### Activity
Copy every line from the records that holds the word "rear".

[[ Extracted data, beginning ]]

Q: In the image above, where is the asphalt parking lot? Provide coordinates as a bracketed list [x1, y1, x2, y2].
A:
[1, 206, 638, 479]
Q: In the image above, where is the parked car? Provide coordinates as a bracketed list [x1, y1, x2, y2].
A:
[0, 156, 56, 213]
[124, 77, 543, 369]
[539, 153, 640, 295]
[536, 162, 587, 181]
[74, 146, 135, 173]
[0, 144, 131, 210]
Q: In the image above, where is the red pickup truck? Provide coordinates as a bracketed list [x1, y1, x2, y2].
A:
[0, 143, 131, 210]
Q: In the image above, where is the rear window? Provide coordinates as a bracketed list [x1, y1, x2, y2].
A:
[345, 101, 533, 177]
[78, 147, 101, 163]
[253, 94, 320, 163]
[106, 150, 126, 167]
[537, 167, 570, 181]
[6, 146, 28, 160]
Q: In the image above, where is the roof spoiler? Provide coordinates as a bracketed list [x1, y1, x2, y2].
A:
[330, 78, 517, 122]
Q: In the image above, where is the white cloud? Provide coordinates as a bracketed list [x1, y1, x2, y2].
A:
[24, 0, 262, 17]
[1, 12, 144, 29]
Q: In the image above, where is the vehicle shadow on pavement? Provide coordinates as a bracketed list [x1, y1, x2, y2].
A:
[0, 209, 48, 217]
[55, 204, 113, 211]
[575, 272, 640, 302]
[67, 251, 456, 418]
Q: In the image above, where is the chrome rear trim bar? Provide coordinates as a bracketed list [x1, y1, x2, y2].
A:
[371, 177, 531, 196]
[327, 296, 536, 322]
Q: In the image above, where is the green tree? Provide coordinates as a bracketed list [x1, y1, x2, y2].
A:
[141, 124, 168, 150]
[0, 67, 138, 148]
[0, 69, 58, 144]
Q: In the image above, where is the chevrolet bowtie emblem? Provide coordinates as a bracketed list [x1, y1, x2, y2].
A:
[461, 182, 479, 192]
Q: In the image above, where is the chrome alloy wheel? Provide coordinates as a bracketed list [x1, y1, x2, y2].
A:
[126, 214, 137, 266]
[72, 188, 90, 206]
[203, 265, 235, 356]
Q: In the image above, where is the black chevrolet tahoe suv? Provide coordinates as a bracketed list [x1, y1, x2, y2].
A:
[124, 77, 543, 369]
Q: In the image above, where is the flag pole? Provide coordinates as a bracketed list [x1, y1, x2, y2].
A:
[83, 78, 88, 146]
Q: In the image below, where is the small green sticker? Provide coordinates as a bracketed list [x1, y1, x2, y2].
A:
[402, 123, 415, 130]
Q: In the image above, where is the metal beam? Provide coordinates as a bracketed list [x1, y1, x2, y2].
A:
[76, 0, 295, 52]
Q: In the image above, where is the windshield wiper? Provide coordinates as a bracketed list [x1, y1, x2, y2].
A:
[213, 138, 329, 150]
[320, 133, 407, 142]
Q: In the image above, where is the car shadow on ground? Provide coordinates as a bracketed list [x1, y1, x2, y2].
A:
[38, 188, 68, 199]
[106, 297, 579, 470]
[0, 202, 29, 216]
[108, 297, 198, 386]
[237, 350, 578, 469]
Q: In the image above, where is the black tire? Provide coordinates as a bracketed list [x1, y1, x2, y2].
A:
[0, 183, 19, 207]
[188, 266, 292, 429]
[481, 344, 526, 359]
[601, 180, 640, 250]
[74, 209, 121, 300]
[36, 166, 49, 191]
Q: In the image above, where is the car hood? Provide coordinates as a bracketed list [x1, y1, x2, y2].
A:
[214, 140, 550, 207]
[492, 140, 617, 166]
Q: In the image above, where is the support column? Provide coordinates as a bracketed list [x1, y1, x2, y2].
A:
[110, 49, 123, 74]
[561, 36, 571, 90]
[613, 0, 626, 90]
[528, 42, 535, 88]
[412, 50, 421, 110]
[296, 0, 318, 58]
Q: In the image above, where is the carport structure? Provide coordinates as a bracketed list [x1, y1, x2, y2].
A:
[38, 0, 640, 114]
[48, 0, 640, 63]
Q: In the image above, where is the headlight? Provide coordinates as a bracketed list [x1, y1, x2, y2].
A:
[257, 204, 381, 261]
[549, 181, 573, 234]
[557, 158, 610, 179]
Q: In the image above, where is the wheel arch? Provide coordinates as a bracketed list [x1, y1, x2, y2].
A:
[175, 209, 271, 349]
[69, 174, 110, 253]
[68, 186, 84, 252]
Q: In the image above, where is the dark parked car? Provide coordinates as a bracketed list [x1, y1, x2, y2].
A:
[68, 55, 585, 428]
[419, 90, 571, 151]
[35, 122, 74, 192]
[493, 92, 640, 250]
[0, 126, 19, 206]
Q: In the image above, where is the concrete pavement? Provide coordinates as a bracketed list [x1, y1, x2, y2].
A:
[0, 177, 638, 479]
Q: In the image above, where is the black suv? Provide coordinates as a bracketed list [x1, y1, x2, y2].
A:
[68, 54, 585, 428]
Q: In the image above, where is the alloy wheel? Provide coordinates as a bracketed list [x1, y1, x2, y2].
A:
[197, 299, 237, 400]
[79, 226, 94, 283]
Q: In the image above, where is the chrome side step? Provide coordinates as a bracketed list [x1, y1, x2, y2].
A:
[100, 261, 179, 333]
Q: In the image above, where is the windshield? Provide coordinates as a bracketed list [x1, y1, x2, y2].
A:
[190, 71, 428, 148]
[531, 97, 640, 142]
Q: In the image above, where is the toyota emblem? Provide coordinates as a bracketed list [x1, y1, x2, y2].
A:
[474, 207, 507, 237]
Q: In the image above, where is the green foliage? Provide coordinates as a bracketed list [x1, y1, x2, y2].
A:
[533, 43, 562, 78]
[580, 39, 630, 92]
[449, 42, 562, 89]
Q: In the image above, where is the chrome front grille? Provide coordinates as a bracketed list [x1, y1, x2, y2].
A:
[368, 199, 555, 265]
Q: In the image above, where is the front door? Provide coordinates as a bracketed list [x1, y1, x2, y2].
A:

[[ Extracted data, end ]]

### Answer below
Q: In the image above, where is the rear window? Provide coordinates as a bracketed list [x1, y1, x2, y2].
Q: In the image above, where is the chrome rear trim bar? Provide coordinates as a bracketed list [x1, y1, x2, y2].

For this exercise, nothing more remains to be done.